Once the pictures are removed, reproduce what is left of the data below exactly.
-- Record excerpts follows --
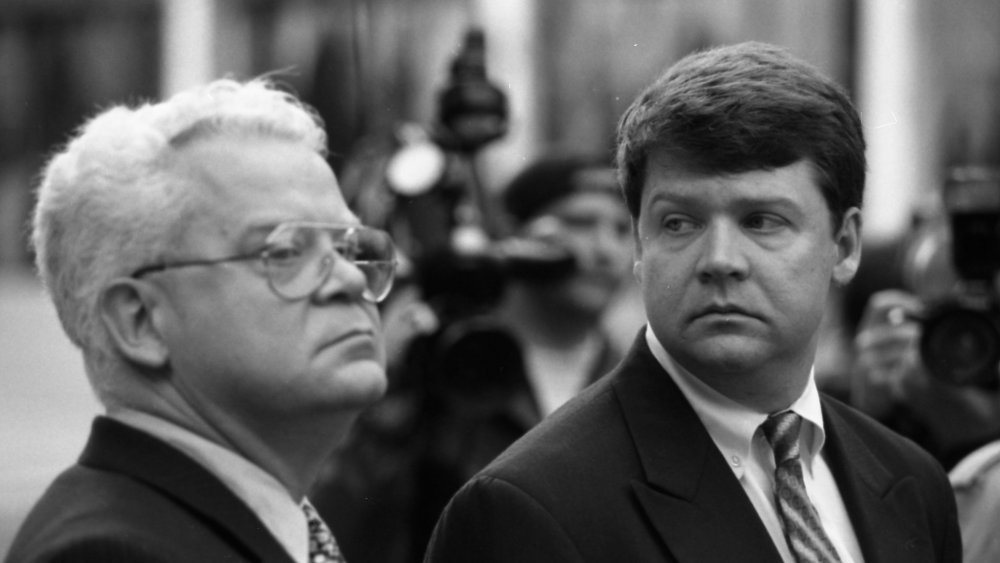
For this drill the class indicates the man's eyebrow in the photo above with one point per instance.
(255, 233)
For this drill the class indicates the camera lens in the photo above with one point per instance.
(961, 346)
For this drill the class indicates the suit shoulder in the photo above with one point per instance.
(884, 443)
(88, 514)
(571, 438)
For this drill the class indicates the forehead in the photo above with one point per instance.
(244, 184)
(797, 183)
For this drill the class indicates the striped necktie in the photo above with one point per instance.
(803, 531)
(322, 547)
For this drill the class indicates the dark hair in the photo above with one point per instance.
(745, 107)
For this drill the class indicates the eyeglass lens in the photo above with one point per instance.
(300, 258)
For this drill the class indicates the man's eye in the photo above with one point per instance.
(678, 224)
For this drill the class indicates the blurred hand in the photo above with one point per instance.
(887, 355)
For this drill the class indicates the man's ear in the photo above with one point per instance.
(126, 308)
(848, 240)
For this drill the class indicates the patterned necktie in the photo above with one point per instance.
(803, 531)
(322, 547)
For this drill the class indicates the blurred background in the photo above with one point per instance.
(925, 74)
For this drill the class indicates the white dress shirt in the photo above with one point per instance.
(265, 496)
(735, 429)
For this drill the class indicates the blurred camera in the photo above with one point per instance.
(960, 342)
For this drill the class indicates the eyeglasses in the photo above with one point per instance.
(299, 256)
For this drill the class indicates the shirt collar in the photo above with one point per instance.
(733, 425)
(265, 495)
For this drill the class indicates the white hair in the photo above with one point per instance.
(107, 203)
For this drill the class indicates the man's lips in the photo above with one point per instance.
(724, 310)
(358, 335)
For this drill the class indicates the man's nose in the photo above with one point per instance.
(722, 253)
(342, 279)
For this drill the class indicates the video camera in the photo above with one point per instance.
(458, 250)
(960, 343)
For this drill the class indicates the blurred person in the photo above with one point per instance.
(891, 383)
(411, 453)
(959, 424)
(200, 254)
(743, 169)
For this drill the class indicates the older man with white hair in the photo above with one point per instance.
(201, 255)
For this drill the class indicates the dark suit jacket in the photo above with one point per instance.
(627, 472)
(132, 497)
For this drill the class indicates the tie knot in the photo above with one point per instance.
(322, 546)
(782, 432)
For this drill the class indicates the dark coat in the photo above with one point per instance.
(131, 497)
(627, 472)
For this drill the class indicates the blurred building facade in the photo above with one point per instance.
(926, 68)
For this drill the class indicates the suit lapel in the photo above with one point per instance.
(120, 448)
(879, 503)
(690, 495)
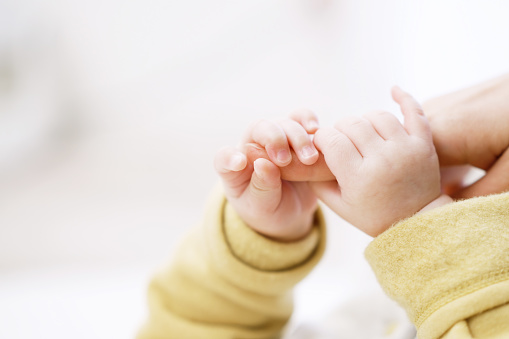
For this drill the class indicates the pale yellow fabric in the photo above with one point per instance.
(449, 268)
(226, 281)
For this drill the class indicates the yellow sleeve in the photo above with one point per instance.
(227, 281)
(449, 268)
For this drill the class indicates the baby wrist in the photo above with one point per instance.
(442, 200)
-- Record excerpts concluded --
- **Result of the exercise**
For this drill the class indicates the man's eyebrow in the photo above with one point per instance.
(255, 233)
For this drill the class indicates the camera lens in the photo above with one point per instance.
(961, 346)
For this drill the class indicates the suit shoulder in the photo above with one point per instance.
(884, 443)
(88, 514)
(571, 438)
For this drill the class indicates the forehead in the photo above with one point per instance.
(244, 184)
(797, 183)
For this drill the class indicates the striped necktie in the photo above with one point per instance.
(803, 531)
(322, 547)
For this drill the class indicates the dark hair in the photo above with one point per instance.
(745, 107)
For this drill the class indicates the eyeglass lens in the photo above with one point per instance.
(300, 258)
For this drill the class indicates the man's eye in the photo above with one point per instance.
(678, 224)
For this drill the class indicates the blurred hand in the photo above with one point per instance.
(887, 355)
For this drill the class indicates the man's ear in the photo above with one point per instance.
(126, 308)
(848, 240)
For this drill the class indicates the patterned necktie in the photo above with one point per instance.
(803, 531)
(322, 547)
For this drill the class indicates the blurred background in the photo above with one point per instance.
(925, 74)
For this drill the class indicates the white dress shirt in the photo above with one point per instance.
(265, 496)
(735, 429)
For this drill the class indicates the blurred camera in the photo above with one point per instance.
(960, 342)
For this drill the class indicates the eyeglasses in the photo above with one point per instance.
(299, 256)
For this drill the class indicates the shirt collar in the photo above with one point per instance.
(733, 425)
(265, 495)
For this drill the class indicates the white hair in the photo above with one point per instance.
(107, 203)
For this drill the class indicates the man's lips in the photo above with one point per instance.
(724, 310)
(358, 335)
For this drill the class indicates the man's nose in the photo above with one point per instance.
(722, 253)
(342, 279)
For this drill the class indicates the video camera in the photo above with one point per instance.
(458, 250)
(960, 343)
For this drill the class indicates the blurred person in the photo above with one point per instance.
(891, 383)
(411, 453)
(959, 424)
(200, 254)
(743, 169)
For this drill the class indicates the older man with white hair in the photo above with one point per instance.
(201, 255)
For this drill the class indicates the dark suit jacket in the photo above with one point per instance.
(627, 472)
(132, 497)
For this drill the class indicates the tie knot in the photo above with one point per instance.
(322, 546)
(782, 432)
For this drill the class indicates the dark coat in the photo above with one point per instance.
(131, 497)
(627, 472)
For this drill the class indicates the blurred building facade in the photo above with one point per instance.
(926, 68)
For this drill the class indicates the suit lapel in the photo above with one point per instance.
(120, 448)
(879, 503)
(690, 495)
For this drill the class indicates the pale yellow fabric in the photo above with one point per instance.
(449, 268)
(226, 281)
For this drill the class indicates the yellow sleeve in the photo above with one point per instance.
(227, 281)
(449, 268)
For this drill the class indicates the baby wrist in the photo above with one point per instance.
(442, 200)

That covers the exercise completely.